▸ WRITTEN PROBLEM
Rewrite the rows between the line containing "Please tag the green foliage" and the end of the rows, inclusive, keeping each request as is, and rescale every coordinate in the answers by a factor of 2.4, rounding to whole numbers with halves rounded up. Leave the numbers in the requests and their format samples unchanged.

Extracted data entries
○ ○ ○
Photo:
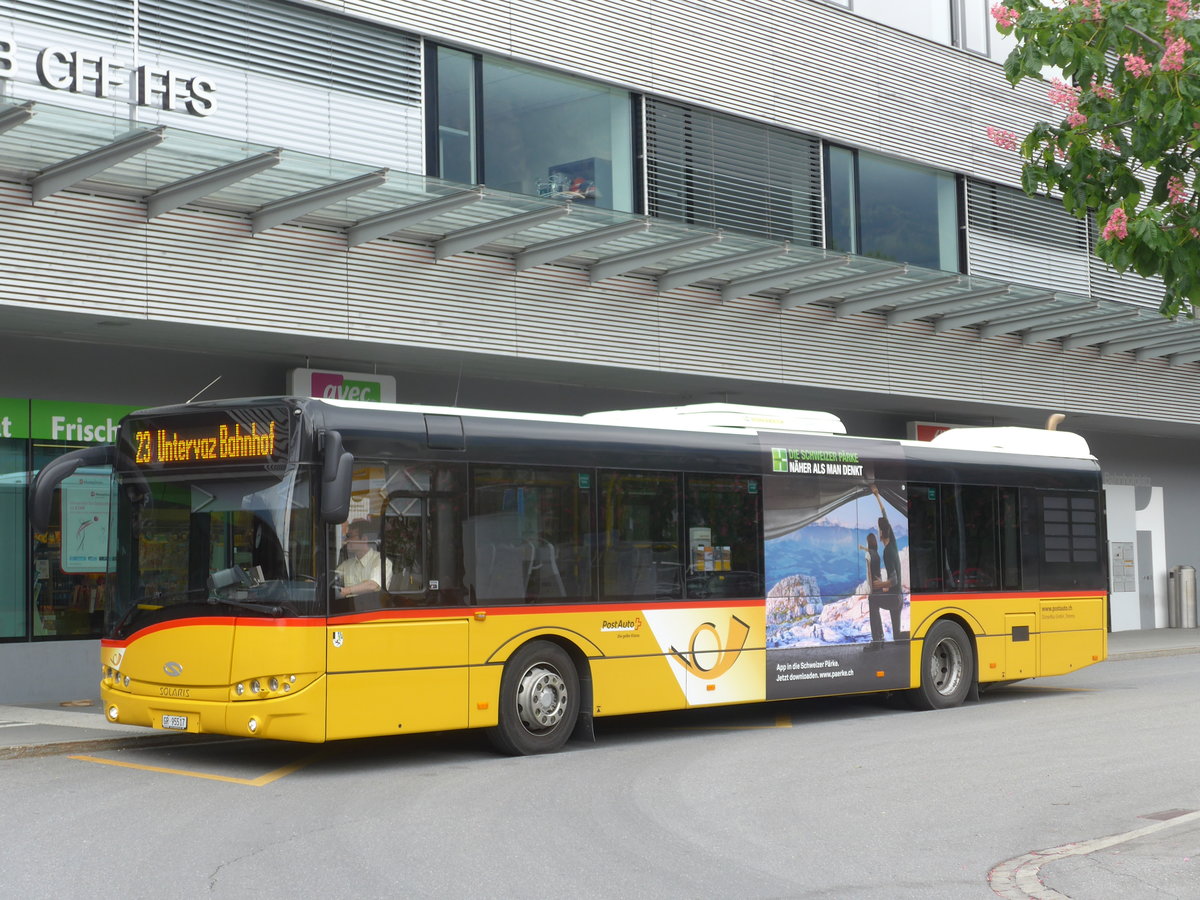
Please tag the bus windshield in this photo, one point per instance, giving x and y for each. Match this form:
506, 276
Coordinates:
235, 543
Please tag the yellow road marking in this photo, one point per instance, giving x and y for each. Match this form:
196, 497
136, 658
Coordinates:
249, 781
781, 721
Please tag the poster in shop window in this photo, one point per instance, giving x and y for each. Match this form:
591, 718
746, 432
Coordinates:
85, 523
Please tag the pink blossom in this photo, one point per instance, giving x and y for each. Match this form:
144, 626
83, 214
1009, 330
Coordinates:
1117, 226
1137, 66
1063, 95
1173, 60
1005, 16
1093, 5
1003, 139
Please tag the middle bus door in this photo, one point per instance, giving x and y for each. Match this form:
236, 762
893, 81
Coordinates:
397, 663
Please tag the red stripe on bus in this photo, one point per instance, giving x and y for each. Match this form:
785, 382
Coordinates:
1011, 595
222, 621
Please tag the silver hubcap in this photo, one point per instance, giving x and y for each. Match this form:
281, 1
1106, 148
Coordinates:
946, 666
541, 697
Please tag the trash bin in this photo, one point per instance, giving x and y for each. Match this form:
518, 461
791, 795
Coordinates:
1181, 597
1187, 597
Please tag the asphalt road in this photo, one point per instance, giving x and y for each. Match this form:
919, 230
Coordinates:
831, 798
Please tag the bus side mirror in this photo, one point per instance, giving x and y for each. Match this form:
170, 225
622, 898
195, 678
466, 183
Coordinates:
336, 478
54, 473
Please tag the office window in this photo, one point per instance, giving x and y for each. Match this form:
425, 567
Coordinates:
455, 132
723, 172
724, 519
928, 18
521, 129
891, 210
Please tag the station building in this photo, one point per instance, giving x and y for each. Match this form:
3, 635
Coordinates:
547, 207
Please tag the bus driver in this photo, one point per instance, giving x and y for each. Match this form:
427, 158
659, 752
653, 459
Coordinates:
361, 571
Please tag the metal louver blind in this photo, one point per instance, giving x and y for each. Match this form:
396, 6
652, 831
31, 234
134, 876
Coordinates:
1029, 240
720, 172
289, 42
1110, 285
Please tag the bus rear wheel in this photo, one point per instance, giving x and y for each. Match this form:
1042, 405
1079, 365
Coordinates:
947, 666
539, 701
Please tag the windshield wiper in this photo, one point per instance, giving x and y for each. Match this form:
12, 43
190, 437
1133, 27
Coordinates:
256, 605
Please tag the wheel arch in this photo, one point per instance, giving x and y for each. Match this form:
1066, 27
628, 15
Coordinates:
579, 648
970, 627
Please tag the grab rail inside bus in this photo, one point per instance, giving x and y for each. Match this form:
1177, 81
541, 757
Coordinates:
54, 473
337, 474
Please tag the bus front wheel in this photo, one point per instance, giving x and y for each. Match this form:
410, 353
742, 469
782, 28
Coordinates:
539, 701
947, 667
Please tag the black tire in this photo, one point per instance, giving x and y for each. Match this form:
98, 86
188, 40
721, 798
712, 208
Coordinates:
539, 701
947, 667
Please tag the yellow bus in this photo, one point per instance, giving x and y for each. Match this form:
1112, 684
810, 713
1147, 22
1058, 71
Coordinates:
309, 569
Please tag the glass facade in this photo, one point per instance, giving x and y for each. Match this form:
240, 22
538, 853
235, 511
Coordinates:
54, 583
13, 609
520, 129
888, 209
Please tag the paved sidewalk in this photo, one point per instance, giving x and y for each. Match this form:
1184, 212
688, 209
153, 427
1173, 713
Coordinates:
78, 726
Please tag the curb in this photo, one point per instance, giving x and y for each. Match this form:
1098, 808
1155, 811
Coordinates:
58, 748
1149, 654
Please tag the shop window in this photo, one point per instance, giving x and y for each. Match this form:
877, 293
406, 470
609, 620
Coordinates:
887, 209
12, 539
71, 577
529, 535
1063, 545
724, 520
520, 129
641, 553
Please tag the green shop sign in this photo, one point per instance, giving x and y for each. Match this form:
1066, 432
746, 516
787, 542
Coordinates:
60, 420
13, 418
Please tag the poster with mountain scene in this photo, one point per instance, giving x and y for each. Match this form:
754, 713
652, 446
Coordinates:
837, 567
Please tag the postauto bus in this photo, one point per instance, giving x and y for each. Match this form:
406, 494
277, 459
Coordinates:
309, 569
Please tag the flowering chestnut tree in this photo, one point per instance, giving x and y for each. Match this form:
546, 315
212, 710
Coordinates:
1127, 145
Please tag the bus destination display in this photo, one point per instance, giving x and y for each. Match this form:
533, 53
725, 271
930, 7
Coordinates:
201, 439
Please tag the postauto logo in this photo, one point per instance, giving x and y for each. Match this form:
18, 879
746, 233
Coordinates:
334, 385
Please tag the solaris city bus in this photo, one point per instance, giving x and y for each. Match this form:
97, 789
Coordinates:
309, 569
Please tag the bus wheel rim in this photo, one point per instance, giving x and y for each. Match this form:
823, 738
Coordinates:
541, 697
946, 666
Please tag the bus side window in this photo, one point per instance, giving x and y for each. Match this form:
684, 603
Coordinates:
924, 569
724, 520
1063, 538
423, 534
529, 535
969, 537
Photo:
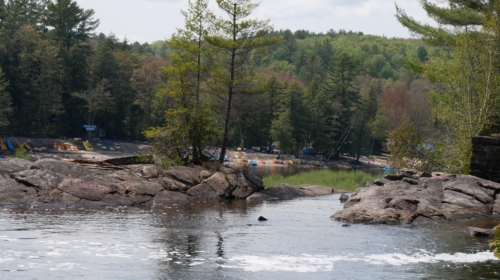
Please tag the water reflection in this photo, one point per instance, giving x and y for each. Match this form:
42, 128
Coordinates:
215, 240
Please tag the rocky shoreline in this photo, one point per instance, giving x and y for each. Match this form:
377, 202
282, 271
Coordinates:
50, 183
413, 196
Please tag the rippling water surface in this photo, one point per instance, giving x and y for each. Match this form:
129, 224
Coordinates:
213, 240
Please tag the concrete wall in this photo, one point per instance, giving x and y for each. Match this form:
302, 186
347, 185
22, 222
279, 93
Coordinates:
485, 161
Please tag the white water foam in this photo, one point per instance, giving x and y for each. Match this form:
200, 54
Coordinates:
309, 263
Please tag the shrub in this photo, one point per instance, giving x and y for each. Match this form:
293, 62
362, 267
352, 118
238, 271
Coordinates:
340, 180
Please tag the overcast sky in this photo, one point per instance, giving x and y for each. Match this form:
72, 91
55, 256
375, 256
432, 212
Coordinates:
151, 20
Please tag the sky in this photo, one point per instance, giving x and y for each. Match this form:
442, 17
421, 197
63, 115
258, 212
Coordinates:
152, 20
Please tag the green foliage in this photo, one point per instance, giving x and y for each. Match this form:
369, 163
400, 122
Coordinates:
5, 101
338, 180
235, 37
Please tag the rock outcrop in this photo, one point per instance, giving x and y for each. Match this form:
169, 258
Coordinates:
54, 183
402, 198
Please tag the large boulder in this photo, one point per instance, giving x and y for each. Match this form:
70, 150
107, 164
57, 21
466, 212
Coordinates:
14, 193
150, 171
10, 166
186, 175
242, 187
405, 197
480, 232
173, 185
169, 197
215, 187
66, 169
84, 189
41, 179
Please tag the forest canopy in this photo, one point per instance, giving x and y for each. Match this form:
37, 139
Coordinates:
234, 81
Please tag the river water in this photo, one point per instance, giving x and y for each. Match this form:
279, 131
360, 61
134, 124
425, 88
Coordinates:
215, 240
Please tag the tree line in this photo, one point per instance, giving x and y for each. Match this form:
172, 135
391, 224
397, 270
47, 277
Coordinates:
218, 81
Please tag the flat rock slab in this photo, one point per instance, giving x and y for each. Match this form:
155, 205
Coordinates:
285, 191
480, 232
11, 166
42, 179
66, 169
53, 182
169, 197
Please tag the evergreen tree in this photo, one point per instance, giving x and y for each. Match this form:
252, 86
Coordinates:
236, 37
339, 86
5, 102
190, 124
71, 24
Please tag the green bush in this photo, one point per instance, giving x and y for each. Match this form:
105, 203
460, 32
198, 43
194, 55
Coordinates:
339, 180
○ ○ ○
▸ REPLY TO THE EXERCISE
Please tag the green foliage in this photo, one point per instance, giving x and y for each. Match this form:
369, 163
400, 122
Coordinates:
12, 242
811, 432
564, 89
Please tag the rock outcrop in this photo, one point per instance, giving x and y for each. Match this form:
169, 258
Coordinates:
130, 439
965, 475
Please tag the large boulder in this photo, one point per instance, giving x and y for each. Match this form:
70, 150
107, 164
57, 21
466, 212
Coordinates:
34, 463
360, 410
24, 398
446, 420
581, 449
972, 473
1152, 557
415, 444
406, 473
516, 449
158, 406
202, 454
98, 430
Please tag the forest canopy in this photo, one point per instance, giving x and y for each. Match this form:
37, 139
Coordinates:
562, 194
Please tag the river water in this photo, one point per instance, giving x and y for each. Match this form:
279, 131
360, 61
134, 124
425, 88
Coordinates:
516, 576
Please tag the tree line in this photo, one point per instance, giving x and y for each. Match this form:
172, 135
391, 224
397, 270
47, 277
Coordinates:
523, 194
Please tag the flat rock slab in this photo, one point per instance, giving x and y for each. Match this form:
155, 205
Coordinates:
684, 458
1152, 557
26, 398
101, 430
158, 406
127, 437
406, 473
Please tag the evergreen tree in this photo, one point per instance, giving x and y for each. Match this form:
252, 86
Coordinates:
566, 89
814, 206
12, 245
456, 298
170, 58
Please tag the green bush in this photo, one point per instance, giving x and y for each. Match this form:
105, 203
460, 32
198, 43
194, 55
Coordinates:
814, 432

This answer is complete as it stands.